WORK REQUIRED: Nothing except the pictures should be left out when you reproduce the listing exactly.

THE DATA:
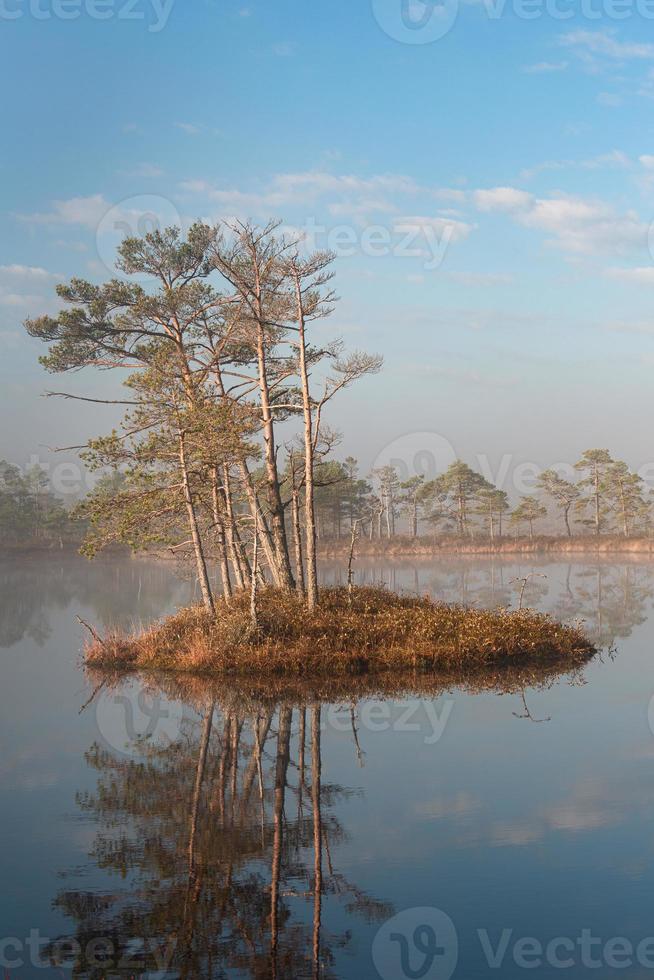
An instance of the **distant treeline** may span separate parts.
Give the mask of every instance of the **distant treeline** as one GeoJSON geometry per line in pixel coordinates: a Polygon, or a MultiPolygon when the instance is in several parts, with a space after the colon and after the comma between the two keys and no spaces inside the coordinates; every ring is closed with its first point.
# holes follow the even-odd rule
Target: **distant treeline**
{"type": "Polygon", "coordinates": [[[370,539],[422,534],[465,538],[528,535],[548,530],[578,534],[650,533],[654,499],[638,474],[606,449],[588,449],[575,463],[576,482],[545,470],[533,495],[511,504],[505,490],[457,460],[440,476],[403,480],[394,466],[358,475],[356,459],[323,463],[317,480],[316,516],[322,539],[350,537],[358,529],[370,539]],[[556,522],[556,523],[554,523],[556,522]]]}
{"type": "MultiPolygon", "coordinates": [[[[394,466],[373,470],[364,478],[352,456],[320,462],[315,469],[316,532],[323,542],[349,541],[354,527],[360,538],[371,541],[438,535],[450,543],[453,536],[534,539],[545,530],[556,533],[555,521],[558,533],[568,538],[637,537],[649,535],[653,527],[654,499],[643,480],[605,449],[583,453],[575,464],[576,483],[545,470],[537,479],[537,492],[514,506],[506,491],[461,461],[431,480],[424,476],[402,480],[394,466]]],[[[255,478],[260,478],[257,471],[255,478]]],[[[120,472],[107,473],[98,487],[119,495],[125,482],[120,472]]],[[[281,489],[285,503],[291,503],[294,495],[298,503],[291,464],[281,473],[281,489]]],[[[0,543],[77,544],[87,530],[84,510],[84,504],[72,510],[65,507],[42,467],[21,471],[0,461],[0,543]]]]}
{"type": "Polygon", "coordinates": [[[0,460],[0,544],[63,547],[79,541],[82,531],[53,492],[41,466],[23,472],[0,460]]]}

ANSWER BOX:
An instance of the **distant treeline** may span separate parts.
Give the mask of every instance of the **distant treeline** as one GeoJSON geometry per line in pixel coordinates: a Polygon, or a MultiPolygon when the instance is in several parts, with a space after the colon and after the comma between the two keys and no spaces inside the coordinates; every ring is closed with its first point.
# holes follow the even-odd rule
Target: **distant treeline**
{"type": "Polygon", "coordinates": [[[370,539],[422,534],[465,538],[528,535],[548,530],[578,534],[650,533],[654,499],[638,474],[606,449],[588,449],[575,463],[576,482],[545,470],[533,495],[511,504],[505,490],[457,460],[440,476],[403,480],[394,466],[358,475],[356,459],[323,463],[317,480],[316,516],[322,539],[350,537],[358,529],[370,539]],[[556,522],[556,523],[554,523],[556,522]]]}
{"type": "MultiPolygon", "coordinates": [[[[394,466],[373,470],[364,478],[352,456],[320,462],[315,469],[316,532],[323,542],[349,541],[354,527],[360,538],[371,541],[438,535],[450,543],[453,536],[534,539],[545,530],[556,533],[555,521],[558,533],[568,538],[637,537],[649,535],[653,527],[654,499],[643,480],[605,449],[583,453],[575,464],[576,483],[545,470],[537,479],[537,492],[514,506],[506,491],[461,461],[431,480],[424,476],[402,480],[394,466]]],[[[255,478],[260,478],[257,471],[255,478]]],[[[120,472],[107,473],[98,487],[119,495],[125,482],[120,472]]],[[[281,489],[285,503],[291,503],[294,495],[298,503],[291,464],[281,473],[281,489]]],[[[0,543],[77,544],[87,530],[84,510],[84,504],[72,510],[65,507],[42,467],[21,471],[0,461],[0,543]]]]}
{"type": "Polygon", "coordinates": [[[0,460],[0,544],[63,547],[79,541],[82,531],[53,492],[41,466],[23,472],[0,460]]]}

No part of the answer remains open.